8.7 Functions of Operators and the Trace

Functions of operators

Given a Hermitian operator $\hat{A}$ with spectral decomposition $\hat{A} = \sum_n a_n |a_n\rangle\langle a_n|$, we define a function of $\hat{A}$ by:

$$f(\hat{A}) = \sum_n f(a_n) |a_n\rangle\langle a_n|$$

This is the natural and unique definition: $f(\hat{A})$ acts on each eigenvector by replacing the eigenvalue $a_n$ with $f(a_n)$, and leaves the eigenvectors unchanged.

Example: The time-evolution operator. From Chapter 7, $\hat{U}(t) = e^{-i\hat{H}t/\hbar}$. Using the spectral decomposition of $\hat{H} = \sum_n E_n |n\rangle\langle n|$:

$$\hat{U}(t) = \sum_n e^{-iE_nt/\hbar} |n\rangle\langle n|$$

This is manifestly unitary: $\hat{U}^\dagger(t)\hat{U}(t) = \sum_n e^{+iE_nt/\hbar}e^{-iE_nt/\hbar} |n\rangle\langle n| = \sum_n |n\rangle\langle n| = \hat{I}$.

Applied to a state: $\hat{U}(t)|\psi(0)\rangle = \sum_n e^{-iE_nt/\hbar} c_n |n\rangle$, which is exactly the time-evolution formula from Chapter 7. Now you see where it comes from: it is the exponential function applied to the Hamiltonian via spectral decomposition.

* * * * *

Tasks and exercises:
1. In the section on functions of operators, condense the paragraph beginning "This is the natural and unique definition" into one shorter sentence that keeps its main facts.
2. Retype, word for word, the part of the section on functions of operators that opens with the words containing "Applied to a" and closes with "via spectral decomposition.".

Provided information:

* * * * *

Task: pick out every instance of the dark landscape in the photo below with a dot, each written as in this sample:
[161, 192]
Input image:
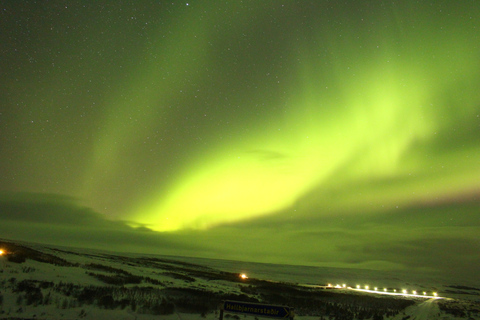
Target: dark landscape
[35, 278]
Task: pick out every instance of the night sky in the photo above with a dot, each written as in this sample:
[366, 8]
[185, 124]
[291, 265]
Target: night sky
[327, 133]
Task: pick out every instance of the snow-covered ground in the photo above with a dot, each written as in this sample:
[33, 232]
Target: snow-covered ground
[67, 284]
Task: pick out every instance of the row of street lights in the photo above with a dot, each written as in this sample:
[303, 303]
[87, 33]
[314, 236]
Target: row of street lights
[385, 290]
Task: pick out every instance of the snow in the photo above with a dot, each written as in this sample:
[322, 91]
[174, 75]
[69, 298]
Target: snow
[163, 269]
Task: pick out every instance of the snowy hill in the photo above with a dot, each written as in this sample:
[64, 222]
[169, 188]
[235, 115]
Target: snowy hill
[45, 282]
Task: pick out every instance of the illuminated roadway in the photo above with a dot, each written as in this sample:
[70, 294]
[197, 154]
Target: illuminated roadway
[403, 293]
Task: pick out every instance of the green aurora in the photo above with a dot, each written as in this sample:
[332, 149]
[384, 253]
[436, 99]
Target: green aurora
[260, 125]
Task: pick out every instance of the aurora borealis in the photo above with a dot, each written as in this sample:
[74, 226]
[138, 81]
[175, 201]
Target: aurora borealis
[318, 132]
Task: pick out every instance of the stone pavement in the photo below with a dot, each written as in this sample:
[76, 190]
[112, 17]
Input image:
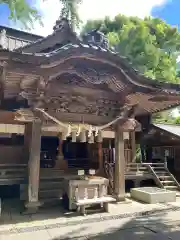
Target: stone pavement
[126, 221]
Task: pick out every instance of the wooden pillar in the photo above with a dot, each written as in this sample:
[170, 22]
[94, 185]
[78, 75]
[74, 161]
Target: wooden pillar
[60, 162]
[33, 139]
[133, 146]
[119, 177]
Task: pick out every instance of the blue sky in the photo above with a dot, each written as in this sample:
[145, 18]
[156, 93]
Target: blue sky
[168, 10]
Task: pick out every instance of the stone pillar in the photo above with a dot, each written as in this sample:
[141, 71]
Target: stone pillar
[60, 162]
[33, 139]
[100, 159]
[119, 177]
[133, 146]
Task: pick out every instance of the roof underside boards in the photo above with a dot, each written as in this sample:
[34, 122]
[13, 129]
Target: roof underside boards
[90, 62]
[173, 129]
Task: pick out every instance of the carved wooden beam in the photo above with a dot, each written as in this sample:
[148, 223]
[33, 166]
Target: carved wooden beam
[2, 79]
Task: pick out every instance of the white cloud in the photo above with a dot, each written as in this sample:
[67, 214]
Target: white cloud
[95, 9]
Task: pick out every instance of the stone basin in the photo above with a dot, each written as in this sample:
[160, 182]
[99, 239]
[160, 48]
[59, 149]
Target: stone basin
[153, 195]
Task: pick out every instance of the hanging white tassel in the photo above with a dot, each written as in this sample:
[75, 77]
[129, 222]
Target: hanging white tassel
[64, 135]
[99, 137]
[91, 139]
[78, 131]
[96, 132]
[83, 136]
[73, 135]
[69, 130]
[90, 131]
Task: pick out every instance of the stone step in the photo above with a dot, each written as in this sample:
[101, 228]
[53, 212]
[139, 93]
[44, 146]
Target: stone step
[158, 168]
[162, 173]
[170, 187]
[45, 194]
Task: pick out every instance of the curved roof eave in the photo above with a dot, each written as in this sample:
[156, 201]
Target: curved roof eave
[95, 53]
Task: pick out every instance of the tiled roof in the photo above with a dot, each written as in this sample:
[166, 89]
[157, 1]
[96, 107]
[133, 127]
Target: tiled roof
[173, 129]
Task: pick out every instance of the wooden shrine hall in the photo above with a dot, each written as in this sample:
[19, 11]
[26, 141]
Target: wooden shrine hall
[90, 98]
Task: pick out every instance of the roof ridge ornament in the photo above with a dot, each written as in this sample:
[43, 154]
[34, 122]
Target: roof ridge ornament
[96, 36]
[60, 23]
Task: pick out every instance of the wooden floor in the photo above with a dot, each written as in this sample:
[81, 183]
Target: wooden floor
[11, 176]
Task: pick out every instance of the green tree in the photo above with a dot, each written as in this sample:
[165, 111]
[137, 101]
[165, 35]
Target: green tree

* * * * *

Answers to the tasks:
1. Defined this way, $f(\hat{A})$ is natural and unique: it keeps every eigenvector of $\hat{A}$ and replaces each eigenvalue $a_n$ with $f(a_n)$.

2.
Applied to a state: $\hat{U}(t)|\psi(0)\rangle = \sum_n e^{-iE_nt/\hbar} c_n |n\rangle$, which is exactly the time-evolution formula from Chapter 7. Now you see where it comes from: it is the exponential function applied to the Hamiltonian via spectral decomposition.